### Exercise aim
All of the data that follows should be given again exactly, without its images.

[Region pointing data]
—————

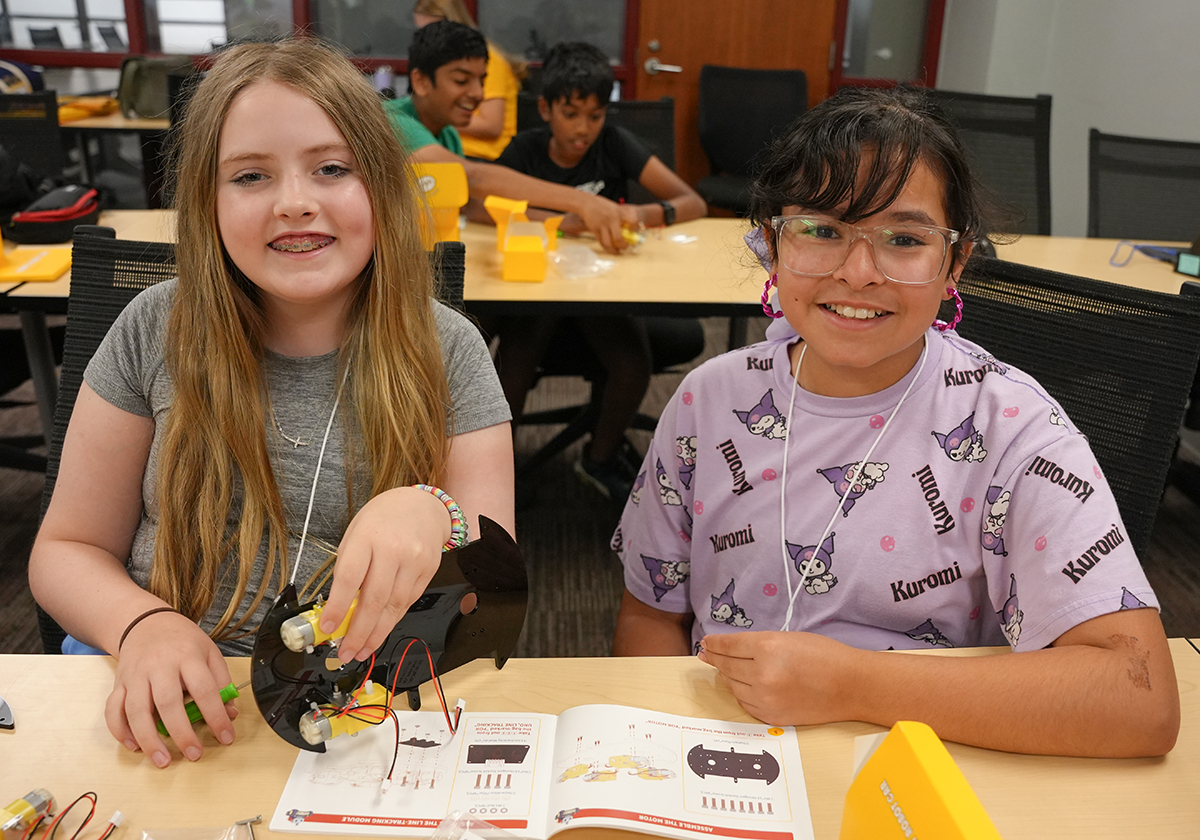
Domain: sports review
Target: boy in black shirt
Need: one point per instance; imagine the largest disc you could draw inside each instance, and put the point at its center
(577, 149)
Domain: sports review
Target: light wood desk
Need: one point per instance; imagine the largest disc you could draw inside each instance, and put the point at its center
(694, 268)
(150, 132)
(60, 743)
(1090, 258)
(699, 268)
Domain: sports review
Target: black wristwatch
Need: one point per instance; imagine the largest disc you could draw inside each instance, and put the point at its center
(667, 213)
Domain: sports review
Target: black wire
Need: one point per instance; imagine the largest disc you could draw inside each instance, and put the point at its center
(54, 828)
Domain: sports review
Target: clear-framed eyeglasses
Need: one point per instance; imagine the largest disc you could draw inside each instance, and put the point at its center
(907, 253)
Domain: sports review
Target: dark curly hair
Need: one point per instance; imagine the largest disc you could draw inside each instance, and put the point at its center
(816, 162)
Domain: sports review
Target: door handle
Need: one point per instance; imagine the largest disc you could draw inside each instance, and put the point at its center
(653, 66)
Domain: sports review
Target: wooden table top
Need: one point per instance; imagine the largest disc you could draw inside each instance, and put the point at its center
(1090, 258)
(60, 743)
(693, 268)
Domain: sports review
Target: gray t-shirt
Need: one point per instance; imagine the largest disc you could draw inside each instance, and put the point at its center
(129, 371)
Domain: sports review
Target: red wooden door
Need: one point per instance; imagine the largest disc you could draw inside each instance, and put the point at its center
(688, 34)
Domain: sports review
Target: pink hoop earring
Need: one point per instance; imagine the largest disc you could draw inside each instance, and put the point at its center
(766, 298)
(939, 324)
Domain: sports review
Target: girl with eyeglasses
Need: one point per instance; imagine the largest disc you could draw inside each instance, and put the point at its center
(867, 480)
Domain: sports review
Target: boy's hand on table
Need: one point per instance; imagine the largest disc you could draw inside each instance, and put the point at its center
(785, 678)
(387, 557)
(604, 219)
(163, 658)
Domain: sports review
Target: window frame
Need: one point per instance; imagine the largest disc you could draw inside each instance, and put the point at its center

—————

### Completed task
Domain: sports review
Target: boy in black shirt
Need: one point per instance; imagine the largest disc you could draw inside each instance, and put the point at its center
(577, 149)
Domain: sports review
Target: light wood desk
Need: one point per instance; imagine the largest disc you could draw inside each instance, and put the point at its center
(694, 268)
(150, 132)
(60, 743)
(1090, 258)
(699, 268)
Domain: sports review
Target: black wristwatch
Need: one point per instance; imagine the largest disc you could draw inside each instance, and put the point at its center
(667, 213)
Domain: sports review
Target: black wire
Need: one point per instance; imagine the largest disc you could draw inside each instance, and put the point at its center
(54, 828)
Domain: sports review
Target: clear-framed eyeglasses
Need: one point per instance; imagine the largest disc you could draw inside each instance, and put the point at its center
(907, 253)
Domain: sports review
Target: dark curly hair
Need: one point per instance; imagine the largest disc you could draw inside each instance, and put the point at its center
(816, 162)
Domain: sports review
Target: door handle
Need: one point per instance; imagine the largest disc you could draw inside each instance, and put the point at its center
(653, 66)
Domain: sports review
Target: wooden table top
Need: one point per instance; imagine the largest disc you could draw inside each instance, and put the point at its center
(1090, 258)
(60, 743)
(693, 268)
Domain: sports review
Target: gray t-shirt
Need: one point per instance; imagine the largest disc you could draw inside each instance, and put the point at its center
(129, 371)
Domain: sports review
Target: red wooden door
Need: one point per instance; imagine the largest disc you could draw inside each instance, and put the point at its center
(688, 34)
Domain: sports review
Target: pink hoop earring
Need: one point per instance; imagine the largest disc you could draw inside each instance, and put the point at its center
(766, 298)
(939, 324)
Domain: sports review
Target: girl with eyeglasses
Need: one point per instance; imagine the largest disc you could draw inside each instance, and put the point at its center
(867, 480)
Domain: sports review
Target: boy's hand on table
Need: one point per instance; imagine the largest disc you could draw inside each instance, and put the point at its center
(785, 678)
(387, 557)
(604, 219)
(163, 658)
Domain: sports review
Target: window frame
Need: one point per instance; imagine the largest disc you could draw inside each instance, and put the point at its center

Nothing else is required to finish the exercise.